▸ Document extract:
******************************

'Crisis level': N.L. faces shortage of psychologists as they leave public system
'Crisis level': N.L. faces shortage of psychologists as they leave public system
Access to mental health services is taking a hit in Newfoundland and Labrador as psychologists in the province continue to leave the public system en masse.
The province has the worst wait times in Canada for mental health services, according to the Newfoundland and Labrador Medical Association. The Newfoundland and Labrador Psychology Board also currently only lists 242 fully registered psychologists, which equates to one psychologist per 2,155 people.
Lisa Moores, a psychologist and professor at Memorial University, says the exodus of psychologists is something that's been happening for the last three years.
"We started to see a trend towards folks moving out of the public system but also different people moving out of the public system. So, more mid-career psychologists who had really made their career there -- those were the folks that we were starting to see move out and make the switch over to private practice and that's quite unusual," she told CTV's Your Morning on Wednesday.
Moores was also a co-author of a report on the state of mental health services in the province that was presented to Health Minister John Haggie last year. Among the issues highlighted in the report was the province's implementation of the "stepped care" system, which involves matching patients with the right level of care in terms of duration and intensity.
"The kind of stepped care that was used was actually a proprietary model called Stepped Care 2.0. And there were a couple of concerns around that. One is a tendency for it to encourage what we think of as something of a 'melting pot' idea of mental health," she said.
Stepped care was first pioneered in the U.K. and launched in N.L. back in 2017. But Moore says the province's implementation of the model lumped mental health treatment and mental wellness support into one area, often resulting in psychiatrists and psychologists dealing with work that could be handled by counsellors or social workers.

******************************

▸ Exercise set:
[1] Translate this sentence from the article on the psychologist shortage in Newfoundland and Labrador into French: "Lisa Moores, a psychologist and professor at Memorial University, says the exodus of psychologists is something that's been happening for the last three years."
[2] Continue the article on the psychologist shortage in Newfoundland and Labrador from its last sentence.
The rows after this text have no connection to it.

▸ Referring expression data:
******************************

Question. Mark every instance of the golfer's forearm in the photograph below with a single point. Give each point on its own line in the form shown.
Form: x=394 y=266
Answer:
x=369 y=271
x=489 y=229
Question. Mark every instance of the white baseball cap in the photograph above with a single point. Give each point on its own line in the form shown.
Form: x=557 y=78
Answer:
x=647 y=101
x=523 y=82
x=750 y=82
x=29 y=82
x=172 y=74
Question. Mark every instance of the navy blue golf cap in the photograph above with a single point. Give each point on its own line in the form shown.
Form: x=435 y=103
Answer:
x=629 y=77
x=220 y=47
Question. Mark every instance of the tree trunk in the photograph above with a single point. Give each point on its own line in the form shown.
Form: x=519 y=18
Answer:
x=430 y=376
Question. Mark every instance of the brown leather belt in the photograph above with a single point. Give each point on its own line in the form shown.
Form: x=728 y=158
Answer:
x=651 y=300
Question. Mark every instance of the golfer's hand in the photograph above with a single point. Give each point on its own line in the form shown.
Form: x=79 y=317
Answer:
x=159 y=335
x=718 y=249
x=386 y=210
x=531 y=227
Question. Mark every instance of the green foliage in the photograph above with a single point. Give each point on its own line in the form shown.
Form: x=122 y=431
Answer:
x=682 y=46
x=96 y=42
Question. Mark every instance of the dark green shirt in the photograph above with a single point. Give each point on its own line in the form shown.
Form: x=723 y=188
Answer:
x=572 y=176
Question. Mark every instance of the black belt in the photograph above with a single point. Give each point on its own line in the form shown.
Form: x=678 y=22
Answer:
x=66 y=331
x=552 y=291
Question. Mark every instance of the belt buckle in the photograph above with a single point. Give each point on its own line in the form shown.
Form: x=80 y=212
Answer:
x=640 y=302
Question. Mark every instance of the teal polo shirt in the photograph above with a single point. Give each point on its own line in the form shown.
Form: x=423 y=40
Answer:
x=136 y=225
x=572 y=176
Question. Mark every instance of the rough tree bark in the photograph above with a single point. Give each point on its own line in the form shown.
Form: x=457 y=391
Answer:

******************************

▸ Answers given:
[1] Lisa Moores, psychologue et professeure à l'Université Memorial, affirme que l'exode des psychologues est un phénomène qui se produit depuis trois ans.

[2]
"It gives the idea that to some degree, mental health professionals are interchangeable, when of course, the work they do is all equally important but can be quite different and their skill sets are different," Moores said.
A February 2022 survey conducted by the Association of Psychology Newfoundland Labrador also found that 52 per cent of psychologists in the province have considered leaving their professions. These respondents expressed the desire for increased respect, increased autonomy and wanted their employer to have a better understanding of the role of psychologists.
In addition, 74 per cent of these respondents said the structural changes and the blurring of psychologist roles with counsellors had a moderate to great deal of impact.
"Our concerns are really that we're moving into a point of crisis, where the time and the effort that it will take to move out of this period will be really a serious problem for us," Moores said.
"We've seen this before and been able to kind of successfully maneuver out of it. And that's the approach that we'd like to see taken again -- a very collaborative approach with our psychologists who are on the ground practicing in these public systems and government as well."